### Given exercise
Could you reproduce all of the material below word for word, leaving the pictures out of your answer?

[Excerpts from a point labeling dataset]
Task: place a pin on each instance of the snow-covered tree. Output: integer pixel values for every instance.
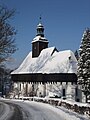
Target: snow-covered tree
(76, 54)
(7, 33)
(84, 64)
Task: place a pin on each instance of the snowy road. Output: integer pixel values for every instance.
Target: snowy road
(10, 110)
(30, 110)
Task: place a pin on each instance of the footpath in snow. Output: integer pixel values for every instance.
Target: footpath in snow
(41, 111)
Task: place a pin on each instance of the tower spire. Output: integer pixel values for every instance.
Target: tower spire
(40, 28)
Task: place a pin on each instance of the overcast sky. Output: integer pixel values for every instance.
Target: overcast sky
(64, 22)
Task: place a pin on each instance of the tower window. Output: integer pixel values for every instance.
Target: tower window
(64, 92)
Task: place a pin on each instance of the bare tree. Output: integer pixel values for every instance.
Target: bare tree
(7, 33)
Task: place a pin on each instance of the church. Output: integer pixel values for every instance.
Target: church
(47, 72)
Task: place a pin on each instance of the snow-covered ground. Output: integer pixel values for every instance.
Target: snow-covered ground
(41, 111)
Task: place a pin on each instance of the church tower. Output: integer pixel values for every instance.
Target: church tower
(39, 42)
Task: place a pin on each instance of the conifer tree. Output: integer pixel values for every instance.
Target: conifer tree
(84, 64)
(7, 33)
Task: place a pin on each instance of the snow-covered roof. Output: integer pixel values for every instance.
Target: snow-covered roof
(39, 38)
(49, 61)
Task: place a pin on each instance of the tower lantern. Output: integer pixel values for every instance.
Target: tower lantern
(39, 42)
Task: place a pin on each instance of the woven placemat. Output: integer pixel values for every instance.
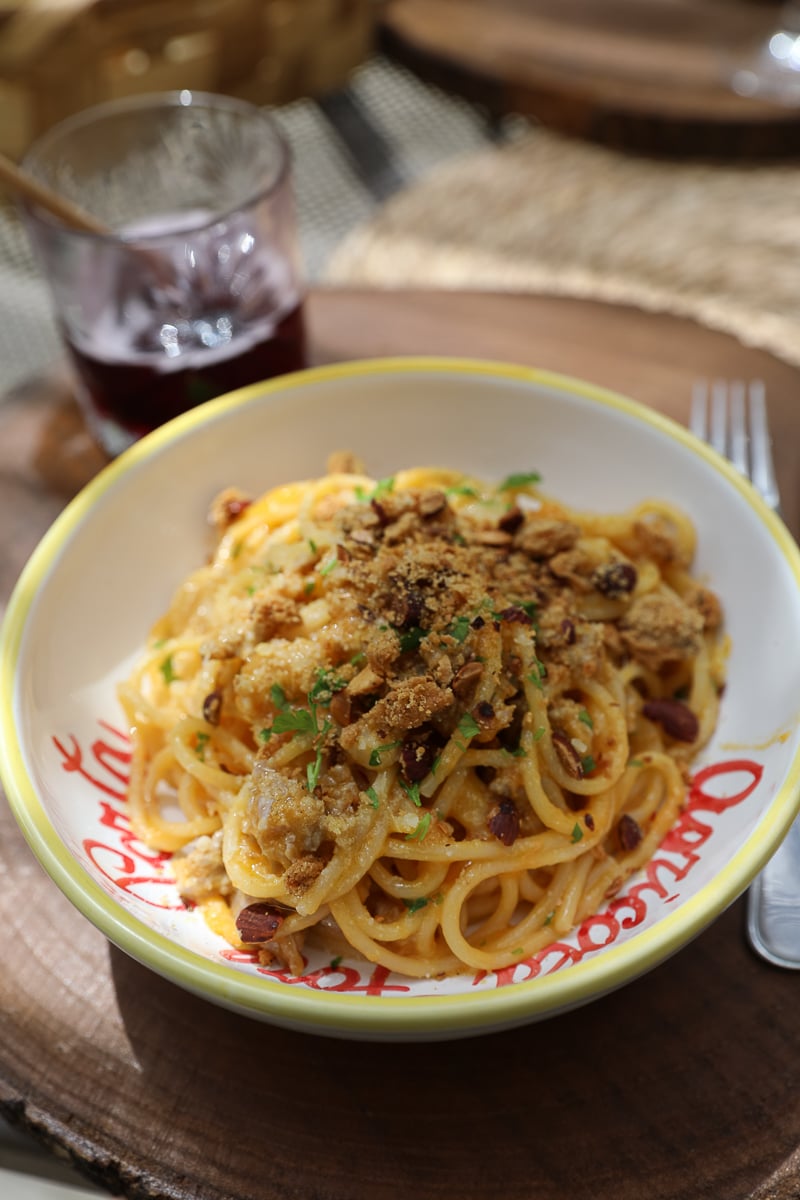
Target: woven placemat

### Written response
Task: place a pin on each instance of the snow-covered tree. Output: integer pixel values for every instance.
Target: snow-covered tree
(76, 54)
(7, 33)
(84, 64)
Task: place a pin on each instance of the snowy road. Output: integer pixel values for every instance.
Target: snowy road
(10, 110)
(30, 110)
Task: place a pin on each instance of the footpath in snow. Output: integer pixel values for every instance.
Target: footpath in snow
(41, 111)
Task: place a pin on each instance of the tower spire. Output: integer pixel values for every instance.
Target: tower spire
(40, 28)
Task: place a pin on each instance of the overcast sky. Output: integer pixel values for every instance.
Target: overcast sky
(64, 22)
Task: place a pin on each instance of the tower window. Output: integer pixel values for every instance.
Target: tower window
(64, 92)
Task: place a pin on each instance of the bare tree. Output: integer pixel values for every instance.
Target: bare tree
(7, 33)
Task: place a pin on each instance of the church. Output: integer pixel values for every instance.
Target: church
(47, 72)
Task: place a pin on each instance of the snow-covered ground. Output: integer pixel values for every instance.
Target: snow-covered ground
(41, 111)
Task: place a pin on each instance of the church tower. Output: integer pixel values for every instance.
Target: church tower
(39, 42)
Task: place a pin on each instance of the conifer tree. Output: integer pixel values for every instance.
Target: conifer tree
(84, 64)
(7, 33)
Task: place a pin on each instance of the snow-covered roof. Output: integer pixel values for every instance.
Target: snow-covered roof
(39, 38)
(49, 61)
Task: place a pin on each instance of the tower lantern. Output: integer pixel values for every instance.
Target: tower lantern
(39, 42)
Task: place a pin on each instance of the woven placemat. Output: integer pixel values for every instance.
Target: woven placemat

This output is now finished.